• Your instructions: How many lines of the data include the string "front"? State the number and nothing else.

*** Opening Material supplied ***

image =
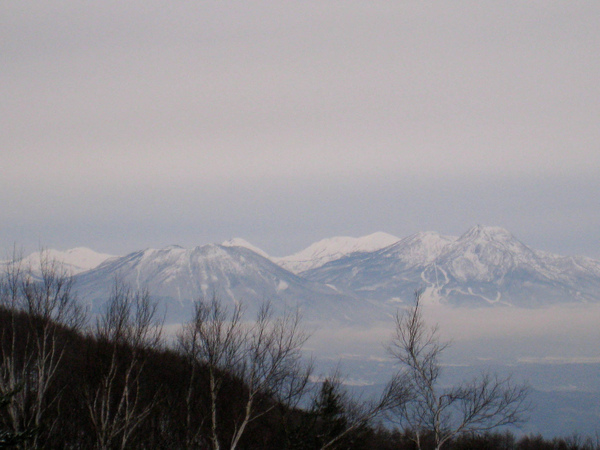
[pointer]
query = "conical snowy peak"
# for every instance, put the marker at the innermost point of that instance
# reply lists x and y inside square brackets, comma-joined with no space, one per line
[327,250]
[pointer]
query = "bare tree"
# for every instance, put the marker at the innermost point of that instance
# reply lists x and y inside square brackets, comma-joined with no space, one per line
[337,415]
[32,347]
[116,405]
[482,404]
[264,355]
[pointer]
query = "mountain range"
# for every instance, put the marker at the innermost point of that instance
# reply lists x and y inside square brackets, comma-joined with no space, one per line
[348,279]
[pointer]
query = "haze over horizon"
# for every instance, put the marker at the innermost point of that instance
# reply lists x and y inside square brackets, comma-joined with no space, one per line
[137,125]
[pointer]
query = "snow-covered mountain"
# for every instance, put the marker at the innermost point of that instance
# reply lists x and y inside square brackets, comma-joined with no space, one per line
[74,261]
[486,265]
[179,276]
[332,249]
[345,279]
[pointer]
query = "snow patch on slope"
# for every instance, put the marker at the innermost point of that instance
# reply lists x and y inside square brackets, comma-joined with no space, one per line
[334,248]
[75,260]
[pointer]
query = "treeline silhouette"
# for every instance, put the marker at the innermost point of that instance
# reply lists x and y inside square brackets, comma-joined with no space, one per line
[114,382]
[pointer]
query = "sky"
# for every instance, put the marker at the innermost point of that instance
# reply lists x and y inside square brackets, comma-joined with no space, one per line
[128,125]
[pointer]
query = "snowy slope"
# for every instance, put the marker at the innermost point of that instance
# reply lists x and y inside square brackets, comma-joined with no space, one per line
[486,265]
[178,276]
[239,242]
[75,260]
[332,249]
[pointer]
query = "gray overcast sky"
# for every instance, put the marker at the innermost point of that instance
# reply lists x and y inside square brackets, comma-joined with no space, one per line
[139,124]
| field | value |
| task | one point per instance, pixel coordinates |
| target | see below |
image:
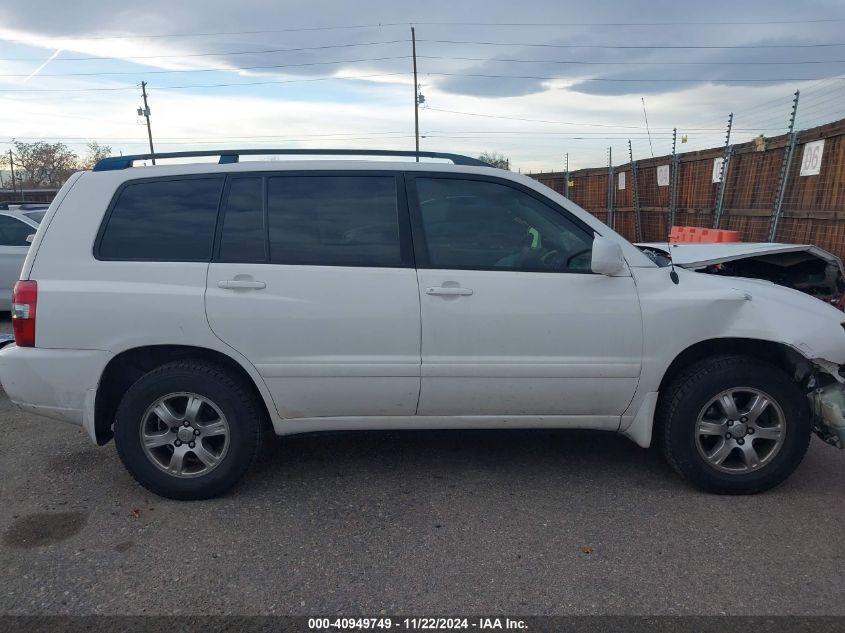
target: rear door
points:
(514, 323)
(313, 281)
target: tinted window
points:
(163, 220)
(242, 238)
(477, 224)
(14, 232)
(35, 215)
(333, 220)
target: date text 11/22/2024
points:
(420, 623)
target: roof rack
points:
(228, 156)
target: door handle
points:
(448, 291)
(238, 284)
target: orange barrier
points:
(696, 234)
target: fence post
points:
(610, 214)
(789, 150)
(723, 175)
(636, 194)
(566, 178)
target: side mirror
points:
(607, 257)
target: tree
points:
(495, 159)
(95, 152)
(42, 164)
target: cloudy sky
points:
(533, 80)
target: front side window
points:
(163, 220)
(474, 224)
(333, 220)
(14, 232)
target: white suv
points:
(183, 309)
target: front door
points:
(313, 282)
(514, 323)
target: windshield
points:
(36, 215)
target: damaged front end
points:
(827, 402)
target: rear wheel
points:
(734, 425)
(187, 430)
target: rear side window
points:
(242, 236)
(14, 232)
(163, 220)
(333, 220)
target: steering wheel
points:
(576, 254)
(546, 258)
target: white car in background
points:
(18, 224)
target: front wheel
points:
(734, 425)
(187, 430)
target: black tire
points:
(226, 391)
(690, 392)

*** Closing Material supplied ***

• Expected answer: 4